**Directive 1**
Count the lines in the rows below that contain the string "around". Reply with the number only.
>> START Source passage
Hedge Fund’s Portfolio Manager Violates Investment Advisor Act and Fiduciary Duties

ByJoseph O'Neill

Updated on

Hedge Fund’s Portfolio Manager Violates Investment Advisor Act and Fiduciary Duties

This case involves a hedge fund portfolio manager who was the founder and partner at a capital market investment advisory firm. The portfolio manager authorized a client hedge fund to pay $7.5 million to purchase a basket of illiquid securities from a personal friend and outside business partner. This friend was hired by the manager’s firm as a managing director. The manager told his friend to divest these personal securities holdings when he took the job at the investment advisory firm because they overlapped with securities that the hedge fund was also invested. The manager did not tell the hedge fund or any partners or managers at the investment advisory firm that he had a financial stake in some of the same securities that were sold into the hedge fund. The manager personally benefited from the sale because after the hedge fund purchased the conflicted securities, his friend wired him over $2 million of the sales proceeds into his personal savings account. The SEC brought an action against the manager for violating the Investment Advisors Act.

Question(s) For Expert Witness

If a portfolio manager participates in a principal transaction without telling the fund, does this violate his fiduciary duties and violate the Investment Advisors Act of 1940?
>> END Source passage
>> START Data extract
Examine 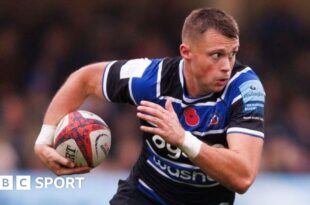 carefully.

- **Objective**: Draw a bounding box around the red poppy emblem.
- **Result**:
[183,107,200,127]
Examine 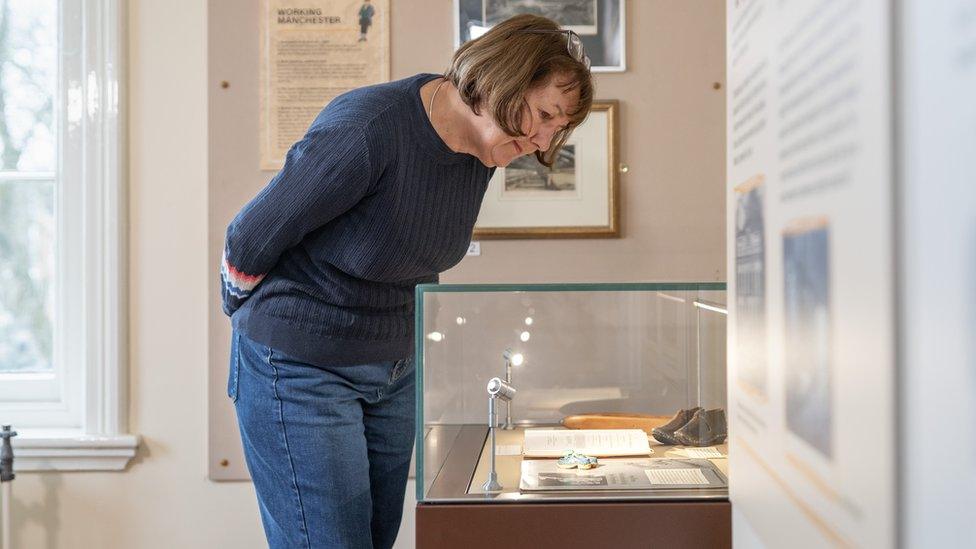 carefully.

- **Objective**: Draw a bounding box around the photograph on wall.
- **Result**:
[259,0,390,170]
[734,174,767,399]
[783,218,833,458]
[474,101,619,240]
[482,0,598,34]
[454,0,626,72]
[504,143,578,200]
>> END Data extract
**Directive 2**
Carry on the case study about the hedge fund portfolio manager, starting right after its final sentence.

**Written answer 1**
2

**Written answer 2**
Expert Witness Response

inline imageUnder the Investment Advisors Act of 1940, if a portfolio manager participates in a principal transaction, they must comply with requirements of full disclosure and obtain written client approval according to sections 206(2) and 206(3). A principal transaction is one where a portfolio manager acts for their own account and buys a security from a client account or sells a security to a client account. The reason principal transactions of portfolio managers are regulated by the Act is that they present conflicts of interest between the interests of the portfolio manager and the client. Generally, a portfolio manager owes a fiduciary duty to the fund. This means that a portfolio manager has a duty to the fund to place the fund’s interests before their own while exercising due care in the decision-making process. Since the portfolio manager in this case put his own interests before those of the fund, he most likely violated his fiduciary duty to the fund. Also, since the manager entered into a principal transaction where he was on both sides of the transaction as a buyer and seller without telling the fund and obtaining the written consent of the fund, he most likely violated the Investment Advisors Act.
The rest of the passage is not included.